PROBLEM TO WORK ON: Turn all of the material below into a numbered list, one entry per line, with any blank lines dropped.

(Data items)
:::::
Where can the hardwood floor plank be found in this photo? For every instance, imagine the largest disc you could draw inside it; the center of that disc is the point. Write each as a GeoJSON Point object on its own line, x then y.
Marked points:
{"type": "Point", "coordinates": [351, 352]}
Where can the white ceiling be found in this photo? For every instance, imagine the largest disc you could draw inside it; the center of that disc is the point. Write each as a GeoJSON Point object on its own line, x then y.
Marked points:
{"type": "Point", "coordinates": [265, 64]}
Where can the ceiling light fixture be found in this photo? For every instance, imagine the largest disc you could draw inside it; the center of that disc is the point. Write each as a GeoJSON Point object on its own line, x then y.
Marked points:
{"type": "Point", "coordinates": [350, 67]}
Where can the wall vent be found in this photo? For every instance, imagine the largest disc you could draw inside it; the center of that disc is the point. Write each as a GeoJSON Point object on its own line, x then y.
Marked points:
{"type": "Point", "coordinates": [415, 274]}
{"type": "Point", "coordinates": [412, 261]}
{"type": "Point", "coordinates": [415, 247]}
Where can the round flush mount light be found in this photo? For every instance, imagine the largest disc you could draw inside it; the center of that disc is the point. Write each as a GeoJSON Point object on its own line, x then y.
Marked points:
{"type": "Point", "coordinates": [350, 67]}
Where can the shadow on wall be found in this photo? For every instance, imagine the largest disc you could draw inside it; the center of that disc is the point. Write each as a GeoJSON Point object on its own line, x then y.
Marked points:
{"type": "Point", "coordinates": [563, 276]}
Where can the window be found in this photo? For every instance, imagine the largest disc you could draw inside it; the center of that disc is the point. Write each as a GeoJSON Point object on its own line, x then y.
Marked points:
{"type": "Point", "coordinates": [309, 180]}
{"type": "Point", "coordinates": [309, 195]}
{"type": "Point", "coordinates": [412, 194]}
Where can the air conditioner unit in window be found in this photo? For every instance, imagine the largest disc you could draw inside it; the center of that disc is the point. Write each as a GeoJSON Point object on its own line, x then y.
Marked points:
:::::
OUTPUT FOR THIS TASK:
1. Where can the hardwood floor plank be found in this photo? For every instance, imagine the largest disc you could draw inside it; the center of that disc is the point. Write each as a GeoJSON Point object on its own line, x then y.
2. Marked points:
3. {"type": "Point", "coordinates": [351, 352]}
4. Where can the white ceiling be found in this photo? For every instance, imagine the largest disc you could draw inside it; the center of that disc is the point. Write each as a GeoJSON Point object on its own line, x then y.
5. Marked points:
6. {"type": "Point", "coordinates": [265, 64]}
7. Where can the ceiling light fixture be found in this photo? For every instance, imagine the largest disc you could draw inside it; the center of that disc is the point. Write each as a GeoJSON Point object on its own line, x then y.
8. Marked points:
9. {"type": "Point", "coordinates": [350, 67]}
10. Where can the wall vent be found in this photo? For every instance, imagine the largest disc you could draw inside it; the center of that disc is the point. Write each as a GeoJSON Point object on its own line, x then y.
11. Marked points:
12. {"type": "Point", "coordinates": [415, 274]}
13. {"type": "Point", "coordinates": [412, 261]}
14. {"type": "Point", "coordinates": [415, 247]}
15. Where can the round flush mount light be found in this photo? For every instance, imagine the largest disc you could draw inside it; the center of that disc is the point. Write each as a GeoJSON Point object on its own line, x then y.
16. Marked points:
17. {"type": "Point", "coordinates": [350, 67]}
18. Where can the shadow on wall be found in this photo? For every instance, imagine the largest disc you could draw inside it; the center of that disc is the point. Write each as a GeoJSON Point object on its own line, x then y.
19. Marked points:
20. {"type": "Point", "coordinates": [563, 276]}
21. Where can the window be found in this photo? For every instance, imagine the largest disc you could draw inside it; the center of that disc is the point. Write each as a GeoJSON Point object on its own line, x then y.
22. Marked points:
23. {"type": "Point", "coordinates": [309, 180]}
24. {"type": "Point", "coordinates": [309, 195]}
25. {"type": "Point", "coordinates": [412, 194]}
26. Where can the air conditioner unit in window be found in this photo? For every instance, imagine the largest disc you could draw inside it; the center of that disc is the point. Write each as a GeoJSON Point object on its own line, x then y.
27. Marked points:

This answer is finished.